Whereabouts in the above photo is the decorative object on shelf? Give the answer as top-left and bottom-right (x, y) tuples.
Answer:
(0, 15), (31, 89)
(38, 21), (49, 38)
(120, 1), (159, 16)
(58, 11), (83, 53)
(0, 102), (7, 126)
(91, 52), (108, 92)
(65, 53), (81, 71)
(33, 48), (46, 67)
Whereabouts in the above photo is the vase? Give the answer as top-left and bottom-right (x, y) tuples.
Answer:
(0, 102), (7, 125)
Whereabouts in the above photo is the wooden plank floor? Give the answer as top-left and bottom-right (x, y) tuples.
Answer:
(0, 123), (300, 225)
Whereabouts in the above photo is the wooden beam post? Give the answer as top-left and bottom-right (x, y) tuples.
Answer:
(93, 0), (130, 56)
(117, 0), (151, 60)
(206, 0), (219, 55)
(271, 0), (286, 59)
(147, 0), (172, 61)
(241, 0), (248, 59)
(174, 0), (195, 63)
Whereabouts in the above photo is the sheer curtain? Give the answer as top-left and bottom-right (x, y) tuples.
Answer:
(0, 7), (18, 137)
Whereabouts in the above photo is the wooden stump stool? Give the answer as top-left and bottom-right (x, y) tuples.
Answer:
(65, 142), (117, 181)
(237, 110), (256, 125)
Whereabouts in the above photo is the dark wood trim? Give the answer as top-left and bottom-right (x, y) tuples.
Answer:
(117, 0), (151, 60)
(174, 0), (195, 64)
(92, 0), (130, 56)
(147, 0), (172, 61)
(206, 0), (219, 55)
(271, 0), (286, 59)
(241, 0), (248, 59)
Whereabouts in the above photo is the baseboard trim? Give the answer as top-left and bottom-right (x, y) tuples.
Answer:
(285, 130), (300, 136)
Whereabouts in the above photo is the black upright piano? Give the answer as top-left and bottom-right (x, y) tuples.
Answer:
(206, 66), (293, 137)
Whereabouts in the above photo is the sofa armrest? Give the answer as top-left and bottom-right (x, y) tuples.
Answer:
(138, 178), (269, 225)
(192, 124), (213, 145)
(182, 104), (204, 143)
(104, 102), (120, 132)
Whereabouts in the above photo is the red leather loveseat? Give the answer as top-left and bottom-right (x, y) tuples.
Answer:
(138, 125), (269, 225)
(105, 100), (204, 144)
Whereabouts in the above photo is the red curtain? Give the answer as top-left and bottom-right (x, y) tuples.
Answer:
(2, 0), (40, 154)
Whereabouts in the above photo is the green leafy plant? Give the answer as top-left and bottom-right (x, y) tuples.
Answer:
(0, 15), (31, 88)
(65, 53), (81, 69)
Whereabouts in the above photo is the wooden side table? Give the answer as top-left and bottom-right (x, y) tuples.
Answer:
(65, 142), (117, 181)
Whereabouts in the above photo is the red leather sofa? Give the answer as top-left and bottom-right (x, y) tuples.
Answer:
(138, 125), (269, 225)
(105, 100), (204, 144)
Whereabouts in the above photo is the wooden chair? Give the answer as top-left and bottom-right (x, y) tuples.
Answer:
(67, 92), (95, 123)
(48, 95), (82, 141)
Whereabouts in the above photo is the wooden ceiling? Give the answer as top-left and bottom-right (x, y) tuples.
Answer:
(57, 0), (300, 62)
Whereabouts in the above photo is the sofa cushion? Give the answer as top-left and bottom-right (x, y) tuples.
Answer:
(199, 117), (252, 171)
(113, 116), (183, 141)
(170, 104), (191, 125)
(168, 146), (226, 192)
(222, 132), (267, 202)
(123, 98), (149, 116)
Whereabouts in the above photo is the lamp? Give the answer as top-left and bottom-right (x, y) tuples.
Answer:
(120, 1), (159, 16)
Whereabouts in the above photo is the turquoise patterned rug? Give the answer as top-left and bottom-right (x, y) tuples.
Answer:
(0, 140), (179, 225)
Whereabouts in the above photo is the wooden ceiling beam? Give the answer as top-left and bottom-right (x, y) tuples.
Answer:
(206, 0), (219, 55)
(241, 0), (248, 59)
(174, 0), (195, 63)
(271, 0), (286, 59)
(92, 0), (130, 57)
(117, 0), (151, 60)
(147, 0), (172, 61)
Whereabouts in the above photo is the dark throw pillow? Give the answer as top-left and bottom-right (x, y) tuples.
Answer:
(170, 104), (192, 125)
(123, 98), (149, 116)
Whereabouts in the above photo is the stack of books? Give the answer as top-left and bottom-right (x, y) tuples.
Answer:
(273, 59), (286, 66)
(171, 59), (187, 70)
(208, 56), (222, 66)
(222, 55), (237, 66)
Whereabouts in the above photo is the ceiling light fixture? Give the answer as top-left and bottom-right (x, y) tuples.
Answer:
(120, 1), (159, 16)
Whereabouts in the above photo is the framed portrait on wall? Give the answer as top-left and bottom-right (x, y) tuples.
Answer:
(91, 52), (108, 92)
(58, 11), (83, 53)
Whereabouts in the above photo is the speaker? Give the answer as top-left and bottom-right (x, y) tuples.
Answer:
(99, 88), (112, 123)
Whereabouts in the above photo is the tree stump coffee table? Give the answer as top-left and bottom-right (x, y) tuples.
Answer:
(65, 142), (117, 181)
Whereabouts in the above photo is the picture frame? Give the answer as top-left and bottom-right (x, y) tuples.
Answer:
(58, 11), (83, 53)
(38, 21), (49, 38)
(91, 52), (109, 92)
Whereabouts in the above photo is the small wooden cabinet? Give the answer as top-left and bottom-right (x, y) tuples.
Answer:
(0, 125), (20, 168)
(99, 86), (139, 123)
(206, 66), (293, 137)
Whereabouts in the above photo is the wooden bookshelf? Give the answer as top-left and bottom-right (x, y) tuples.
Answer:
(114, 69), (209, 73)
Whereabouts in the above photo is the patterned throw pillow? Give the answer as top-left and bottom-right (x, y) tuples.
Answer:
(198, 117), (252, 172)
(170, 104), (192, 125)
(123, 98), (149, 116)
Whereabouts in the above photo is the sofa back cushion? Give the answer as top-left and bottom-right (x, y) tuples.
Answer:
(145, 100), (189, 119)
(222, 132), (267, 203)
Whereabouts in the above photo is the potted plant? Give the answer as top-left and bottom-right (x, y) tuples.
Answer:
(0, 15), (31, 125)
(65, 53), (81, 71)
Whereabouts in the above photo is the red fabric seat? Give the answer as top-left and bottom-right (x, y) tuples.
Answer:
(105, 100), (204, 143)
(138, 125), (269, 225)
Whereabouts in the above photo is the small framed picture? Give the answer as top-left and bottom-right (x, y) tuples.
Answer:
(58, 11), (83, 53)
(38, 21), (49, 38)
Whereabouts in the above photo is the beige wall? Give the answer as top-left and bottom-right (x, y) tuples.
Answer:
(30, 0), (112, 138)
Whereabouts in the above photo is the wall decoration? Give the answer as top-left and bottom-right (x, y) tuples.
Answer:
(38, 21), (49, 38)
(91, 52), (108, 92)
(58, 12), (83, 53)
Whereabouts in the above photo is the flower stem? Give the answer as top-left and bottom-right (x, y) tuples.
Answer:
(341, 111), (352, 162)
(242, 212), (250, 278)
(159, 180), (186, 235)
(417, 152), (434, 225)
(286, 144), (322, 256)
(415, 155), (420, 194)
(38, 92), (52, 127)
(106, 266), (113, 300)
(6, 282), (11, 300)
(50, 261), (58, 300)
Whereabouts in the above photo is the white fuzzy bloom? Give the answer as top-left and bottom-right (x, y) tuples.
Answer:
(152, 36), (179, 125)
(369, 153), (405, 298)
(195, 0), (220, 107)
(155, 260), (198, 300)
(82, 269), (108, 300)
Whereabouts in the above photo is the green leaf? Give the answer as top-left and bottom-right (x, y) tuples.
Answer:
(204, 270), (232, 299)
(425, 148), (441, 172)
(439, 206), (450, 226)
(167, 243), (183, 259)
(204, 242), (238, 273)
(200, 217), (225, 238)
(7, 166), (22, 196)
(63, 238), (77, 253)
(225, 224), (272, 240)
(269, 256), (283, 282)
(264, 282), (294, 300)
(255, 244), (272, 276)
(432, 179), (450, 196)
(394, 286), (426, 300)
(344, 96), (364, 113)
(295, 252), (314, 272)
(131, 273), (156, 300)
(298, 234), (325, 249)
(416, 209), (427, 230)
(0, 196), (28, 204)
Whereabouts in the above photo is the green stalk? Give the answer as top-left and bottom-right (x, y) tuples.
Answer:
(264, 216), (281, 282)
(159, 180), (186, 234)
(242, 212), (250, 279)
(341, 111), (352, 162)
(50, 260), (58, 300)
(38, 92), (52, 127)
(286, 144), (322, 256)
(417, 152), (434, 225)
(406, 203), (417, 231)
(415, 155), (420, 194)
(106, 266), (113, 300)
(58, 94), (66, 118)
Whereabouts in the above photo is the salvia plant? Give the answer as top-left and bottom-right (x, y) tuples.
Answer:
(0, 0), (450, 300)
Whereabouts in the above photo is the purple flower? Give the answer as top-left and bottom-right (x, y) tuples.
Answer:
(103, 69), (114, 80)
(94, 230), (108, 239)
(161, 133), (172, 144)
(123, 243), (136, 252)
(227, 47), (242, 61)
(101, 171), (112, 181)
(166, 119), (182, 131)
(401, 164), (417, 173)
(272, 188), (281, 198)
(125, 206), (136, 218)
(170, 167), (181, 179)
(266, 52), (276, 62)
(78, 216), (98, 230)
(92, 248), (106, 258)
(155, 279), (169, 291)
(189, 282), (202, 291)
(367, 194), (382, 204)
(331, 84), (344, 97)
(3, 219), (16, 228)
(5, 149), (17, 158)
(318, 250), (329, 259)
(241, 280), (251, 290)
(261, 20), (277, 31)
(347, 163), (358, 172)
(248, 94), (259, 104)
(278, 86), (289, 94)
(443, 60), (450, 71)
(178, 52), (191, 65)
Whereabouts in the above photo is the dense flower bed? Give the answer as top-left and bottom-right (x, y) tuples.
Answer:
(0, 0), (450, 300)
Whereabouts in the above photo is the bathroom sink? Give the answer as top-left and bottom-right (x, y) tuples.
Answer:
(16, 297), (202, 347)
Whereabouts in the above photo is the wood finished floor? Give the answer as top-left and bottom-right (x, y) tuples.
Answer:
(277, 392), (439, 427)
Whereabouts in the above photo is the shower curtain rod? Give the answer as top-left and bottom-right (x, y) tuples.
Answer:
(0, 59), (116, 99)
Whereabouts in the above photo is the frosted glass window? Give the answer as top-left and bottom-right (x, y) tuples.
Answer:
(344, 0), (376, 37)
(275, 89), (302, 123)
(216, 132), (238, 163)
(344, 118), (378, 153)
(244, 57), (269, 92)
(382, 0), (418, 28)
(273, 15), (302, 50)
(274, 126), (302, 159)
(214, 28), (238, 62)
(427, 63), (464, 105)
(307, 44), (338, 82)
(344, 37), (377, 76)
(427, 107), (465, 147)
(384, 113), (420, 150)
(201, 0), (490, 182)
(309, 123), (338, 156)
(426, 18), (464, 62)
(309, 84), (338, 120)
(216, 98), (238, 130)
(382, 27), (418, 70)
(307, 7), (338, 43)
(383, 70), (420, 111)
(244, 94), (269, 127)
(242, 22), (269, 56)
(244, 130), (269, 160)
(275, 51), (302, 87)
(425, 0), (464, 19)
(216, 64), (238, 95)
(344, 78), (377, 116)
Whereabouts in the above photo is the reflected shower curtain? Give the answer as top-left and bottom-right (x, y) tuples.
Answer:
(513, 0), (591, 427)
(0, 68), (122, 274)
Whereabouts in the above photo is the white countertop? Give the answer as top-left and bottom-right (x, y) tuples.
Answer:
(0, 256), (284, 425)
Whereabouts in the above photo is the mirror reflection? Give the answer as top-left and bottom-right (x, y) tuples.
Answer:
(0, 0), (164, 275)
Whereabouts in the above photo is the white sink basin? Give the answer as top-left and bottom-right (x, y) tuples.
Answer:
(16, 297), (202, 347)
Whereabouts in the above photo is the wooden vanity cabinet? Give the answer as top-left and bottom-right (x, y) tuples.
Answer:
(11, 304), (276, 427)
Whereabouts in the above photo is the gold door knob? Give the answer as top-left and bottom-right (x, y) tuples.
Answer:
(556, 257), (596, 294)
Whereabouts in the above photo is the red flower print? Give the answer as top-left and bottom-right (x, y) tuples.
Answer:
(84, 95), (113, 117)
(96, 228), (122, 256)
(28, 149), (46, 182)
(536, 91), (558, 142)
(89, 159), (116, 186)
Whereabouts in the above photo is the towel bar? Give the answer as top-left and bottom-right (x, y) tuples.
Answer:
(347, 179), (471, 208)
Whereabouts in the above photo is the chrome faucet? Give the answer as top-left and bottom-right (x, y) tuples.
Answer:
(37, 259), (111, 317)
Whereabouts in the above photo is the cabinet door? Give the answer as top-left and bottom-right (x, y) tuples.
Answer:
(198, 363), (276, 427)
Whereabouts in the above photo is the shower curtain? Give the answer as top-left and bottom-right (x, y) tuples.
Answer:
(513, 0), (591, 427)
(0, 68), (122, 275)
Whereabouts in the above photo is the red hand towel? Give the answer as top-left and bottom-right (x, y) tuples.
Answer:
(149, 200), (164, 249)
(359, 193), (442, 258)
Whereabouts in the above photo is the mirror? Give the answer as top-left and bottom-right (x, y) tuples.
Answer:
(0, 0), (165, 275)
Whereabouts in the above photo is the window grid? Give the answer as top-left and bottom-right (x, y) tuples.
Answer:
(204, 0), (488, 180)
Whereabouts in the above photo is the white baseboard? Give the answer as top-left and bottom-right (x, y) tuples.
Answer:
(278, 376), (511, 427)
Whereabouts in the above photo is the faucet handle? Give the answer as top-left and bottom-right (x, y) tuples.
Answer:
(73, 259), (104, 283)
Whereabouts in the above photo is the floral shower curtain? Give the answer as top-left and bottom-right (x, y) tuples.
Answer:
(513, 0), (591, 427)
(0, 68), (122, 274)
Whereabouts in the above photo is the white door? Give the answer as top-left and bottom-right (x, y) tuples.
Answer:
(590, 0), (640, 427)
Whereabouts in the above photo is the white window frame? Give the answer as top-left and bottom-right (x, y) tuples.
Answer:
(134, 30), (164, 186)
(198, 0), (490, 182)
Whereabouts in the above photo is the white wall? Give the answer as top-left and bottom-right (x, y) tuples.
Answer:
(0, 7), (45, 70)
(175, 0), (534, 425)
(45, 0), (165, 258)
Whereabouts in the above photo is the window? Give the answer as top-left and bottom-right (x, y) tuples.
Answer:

_ _ _ _ _ _ _

### THE EXERCISE
Convert the part of the data above that opens with the line containing "Whereabouts in the above photo is the dark throw" and closes with the line containing "(222, 132), (267, 203)" into a numbered list, omitting any blank lines.

### TASK ANSWER
1. Whereabouts in the above photo is the dark throw pillow? Give the answer as top-left and bottom-right (x, y) tuples.
2. Answer:
3. (170, 104), (192, 125)
4. (123, 98), (149, 116)
5. Whereabouts in the above photo is the stack of books? Give the answer as top-left and bottom-right (x, y) tuples.
6. Answer:
7. (273, 59), (286, 66)
8. (171, 59), (187, 70)
9. (208, 56), (222, 66)
10. (222, 55), (237, 66)
11. Whereabouts in the above photo is the ceiling light fixture? Give the answer as top-left and bottom-right (x, y) tuples.
12. Answer:
13. (120, 1), (159, 16)
14. Whereabouts in the above photo is the framed portrait on wall? Give the answer as top-left and bottom-right (x, y) tuples.
15. Answer:
16. (91, 52), (108, 92)
17. (58, 11), (83, 53)
18. Whereabouts in the above photo is the speaker? Give the answer as top-left and bottom-right (x, y) tuples.
19. Answer:
20. (99, 88), (112, 123)
21. Whereabouts in the above photo is the tree stump coffee table? Give the answer as top-left and bottom-right (x, y) tuples.
22. Answer:
23. (65, 142), (117, 181)
24. Whereabouts in the above photo is the picture frame? Give the answer as top-left and bottom-right (x, y) tuples.
25. Answer:
26. (58, 11), (83, 53)
27. (38, 21), (49, 38)
28. (91, 52), (109, 92)
29. Whereabouts in the above photo is the small wooden cabinet? Give the answer as top-left and bottom-right (x, y) tuples.
30. Answer:
31. (0, 125), (20, 168)
32. (99, 86), (139, 123)
33. (206, 66), (293, 137)
34. Whereabouts in the above photo is the wooden bookshelf? Give the answer as top-left and bottom-right (x, y) tuples.
35. Answer:
36. (114, 69), (209, 73)
37. Whereabouts in the above photo is the patterned throw pillow? Give the answer as top-left and bottom-right (x, y) tuples.
38. Answer:
39. (198, 117), (252, 172)
40. (170, 104), (192, 125)
41. (123, 98), (149, 116)
42. Whereabouts in the above photo is the sofa back cushion? Give the answer as top-left and bottom-right (x, y) tuples.
43. Answer:
44. (145, 100), (189, 119)
45. (222, 132), (267, 203)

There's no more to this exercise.